» Material
━━━━━━━━

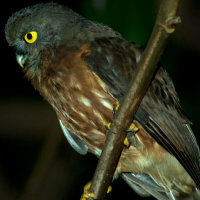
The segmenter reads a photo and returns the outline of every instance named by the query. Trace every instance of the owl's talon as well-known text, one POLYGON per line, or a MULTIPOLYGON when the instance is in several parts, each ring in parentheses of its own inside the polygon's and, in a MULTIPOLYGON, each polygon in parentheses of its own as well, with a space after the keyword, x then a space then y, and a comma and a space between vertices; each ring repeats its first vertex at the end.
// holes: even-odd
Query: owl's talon
POLYGON ((132 123, 129 129, 127 130, 127 132, 132 132, 132 133, 137 133, 138 131, 139 131, 139 128, 134 123, 132 123))
MULTIPOLYGON (((90 186, 91 186, 91 181, 87 183, 85 187, 83 188, 83 194, 81 195, 80 200, 86 200, 86 199, 95 200, 94 193, 89 192, 90 186)), ((107 190, 107 194, 109 194, 111 191, 112 191, 112 186, 109 186, 107 190)))
POLYGON ((86 200, 86 199, 95 200, 94 193, 89 192, 90 186, 91 186, 91 181, 87 183, 83 188, 83 194, 81 195, 80 200, 86 200))
POLYGON ((135 133, 137 133, 139 131, 139 128, 134 124, 134 123, 132 123, 131 125, 130 125, 130 127, 129 127, 129 129, 127 130, 127 132, 128 132, 128 135, 127 135, 127 137, 125 138, 125 140, 124 140, 124 145, 127 147, 127 148, 129 148, 130 147, 130 145, 131 145, 131 142, 129 141, 129 136, 130 136, 130 134, 135 134, 135 133))
POLYGON ((106 131, 107 131, 108 133, 114 133, 114 132, 110 129, 111 123, 104 122, 104 126, 105 126, 106 131))
POLYGON ((130 147, 130 142, 128 141, 128 138, 126 137, 124 140, 124 145, 129 148, 130 147))
POLYGON ((116 111, 119 109, 119 101, 117 101, 115 104, 114 104, 114 107, 113 107, 113 116, 115 116, 115 113, 116 111))

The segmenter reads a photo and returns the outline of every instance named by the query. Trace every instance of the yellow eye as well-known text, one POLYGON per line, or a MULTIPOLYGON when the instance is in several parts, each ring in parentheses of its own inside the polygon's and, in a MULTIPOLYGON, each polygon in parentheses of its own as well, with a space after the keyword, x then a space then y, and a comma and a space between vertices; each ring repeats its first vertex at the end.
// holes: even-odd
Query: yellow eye
POLYGON ((24 36, 24 39, 27 43, 32 44, 37 40, 37 32, 31 31, 24 36))

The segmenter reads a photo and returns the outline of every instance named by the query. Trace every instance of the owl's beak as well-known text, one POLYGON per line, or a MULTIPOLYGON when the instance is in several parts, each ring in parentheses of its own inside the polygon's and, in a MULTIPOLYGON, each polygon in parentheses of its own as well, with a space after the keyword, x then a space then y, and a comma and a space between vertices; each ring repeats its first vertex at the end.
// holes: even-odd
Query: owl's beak
POLYGON ((24 63, 26 61, 26 57, 24 55, 19 55, 19 54, 16 54, 16 59, 17 59, 17 62, 19 63, 19 65, 24 68, 24 63))

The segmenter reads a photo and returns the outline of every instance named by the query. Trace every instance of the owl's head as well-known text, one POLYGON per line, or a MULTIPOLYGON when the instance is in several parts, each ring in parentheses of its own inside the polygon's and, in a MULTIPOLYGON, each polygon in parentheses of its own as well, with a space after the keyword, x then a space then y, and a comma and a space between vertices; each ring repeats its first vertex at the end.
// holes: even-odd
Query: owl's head
POLYGON ((37 4, 14 13, 5 27, 7 42, 16 50, 22 67, 38 65, 46 50, 70 45, 84 19, 65 6, 37 4))

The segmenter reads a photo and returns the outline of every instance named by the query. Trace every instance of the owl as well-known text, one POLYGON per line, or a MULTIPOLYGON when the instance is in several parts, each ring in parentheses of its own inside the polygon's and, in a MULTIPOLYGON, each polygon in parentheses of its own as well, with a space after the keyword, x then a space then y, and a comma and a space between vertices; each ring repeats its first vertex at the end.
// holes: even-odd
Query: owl
MULTIPOLYGON (((105 123, 123 99, 143 49, 69 8, 37 4, 14 13, 5 27, 25 77, 55 110, 80 154, 100 156, 105 123)), ((200 199, 200 153, 168 73, 159 66, 144 96, 116 174, 141 196, 200 199)))

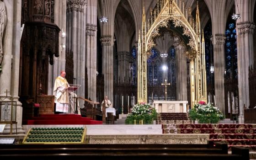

━━━━━━━━

Reproduce all of the entries above, switching every occurrence of "segmenter" to "outlining tool" and leaving everything else unchanged. Omit the pictures from the output.

» Complete answer
The outlining tool reads a photo and returns the outline of every instance named by the query. Trace every instance of the owl's talon as well-known text, one POLYGON per line, or a MULTIPOLYGON when the instance is in several parts, each ring in parentheses of its own inside the polygon's and, in a MULTIPOLYGON, each polygon in parentheses of its own as well, with a space after the keyword, x then a space then y, and a comma and a space between vertices; each ring repeats its first vertex at the end.
// holes: even-odd
Query: owl's talon
POLYGON ((132 123, 129 129, 127 130, 127 132, 132 132, 132 133, 137 133, 138 131, 139 131, 139 128, 134 123, 132 123))
MULTIPOLYGON (((90 186, 91 186, 91 181, 87 183, 85 187, 83 188, 83 194, 81 195, 80 200, 86 200, 86 199, 95 200, 94 193, 89 192, 90 186)), ((107 190, 107 194, 109 194, 111 191, 112 191, 112 186, 109 186, 107 190)))
POLYGON ((86 200, 86 199, 95 200, 94 193, 89 192, 90 186, 91 186, 91 181, 87 183, 83 188, 83 194, 81 195, 80 200, 86 200))
POLYGON ((135 133, 137 133, 139 131, 139 128, 134 124, 134 123, 132 123, 131 125, 130 125, 130 127, 129 127, 129 129, 127 130, 127 132, 128 132, 128 135, 127 135, 127 137, 125 138, 125 140, 124 140, 124 145, 127 147, 127 148, 129 148, 130 147, 130 145, 131 145, 131 142, 129 141, 129 136, 130 136, 130 134, 135 134, 135 133))
POLYGON ((106 131, 107 131, 108 133, 114 133, 114 132, 110 129, 111 123, 104 122, 104 126, 105 126, 106 131))
POLYGON ((130 147, 130 142, 128 141, 128 138, 126 137, 124 140, 124 145, 129 148, 130 147))
POLYGON ((116 111, 119 109, 119 101, 117 101, 115 104, 114 104, 114 107, 113 107, 113 116, 115 116, 115 113, 116 111))

The outlining tool reads a photo and returns the outline of every instance named by the query. Trace every instance of the yellow eye as well-known text, one POLYGON per line, or a MULTIPOLYGON when the instance is in several parts, each ring in parentheses of its own inside the polygon's and, in a MULTIPOLYGON, each polygon in parentheses of its own as well, with a space after the keyword, x then a space then y, and a comma and a space between vertices; each ring repeats its first vertex at the end.
// holes: even-odd
Query: yellow eye
POLYGON ((24 36, 24 39, 27 43, 32 44, 37 40, 37 32, 31 31, 24 36))

The outlining tool reads a photo and returns the outline of every instance named by the query. Trace every instance of the owl's beak as well-known text, one POLYGON per line, or a MULTIPOLYGON when the instance is in several parts, each ring in parentheses of its own inside the polygon's and, in a MULTIPOLYGON, each polygon in parentheses of its own as well, with a space after the keyword, x then a space then y, and a comma and a space between vertices; each ring repeats its first vertex at the end.
// holes: even-odd
Query: owl's beak
POLYGON ((24 63, 26 61, 26 57, 24 55, 19 55, 19 54, 16 54, 16 59, 17 59, 17 62, 19 63, 19 65, 24 68, 24 63))

The outlining tool reads a photo and returns the outline of every instance named by the query. Trace every instance of the owl's head as well-known text, one POLYGON per line, or a MULTIPOLYGON when the instance is in several parts, each ring in parentheses of its own inside the polygon's and, in a MULTIPOLYGON, each polygon in parentheses of its own as well, with a space after the keyword, x then a space then y, and a comma and a space between vertices; each ring repeats its first vertex at the end.
// holes: even-odd
Query: owl's head
POLYGON ((37 4, 14 13, 5 27, 7 42, 16 50, 22 67, 38 65, 46 50, 70 45, 84 19, 65 6, 37 4))

The outlining tool reads a photo and returns the outline of every instance named by the query. Trace every instance of the owl as well-known text, one POLYGON per line, or a MULTIPOLYGON when the instance is in several parts, each ring in parentheses of its own inside the polygon's and, in a MULTIPOLYGON, each polygon in parentheses of its own as well, with a space after the keyword, x then a space then y, and a comma and a space between vertices; each ring repeats its first vertex at the end.
// holes: even-odd
Query: owl
MULTIPOLYGON (((105 123, 123 99, 143 49, 69 8, 37 4, 14 13, 5 27, 25 77, 55 110, 80 154, 100 156, 105 123)), ((200 199, 200 153, 168 73, 159 66, 144 96, 116 174, 141 196, 200 199)))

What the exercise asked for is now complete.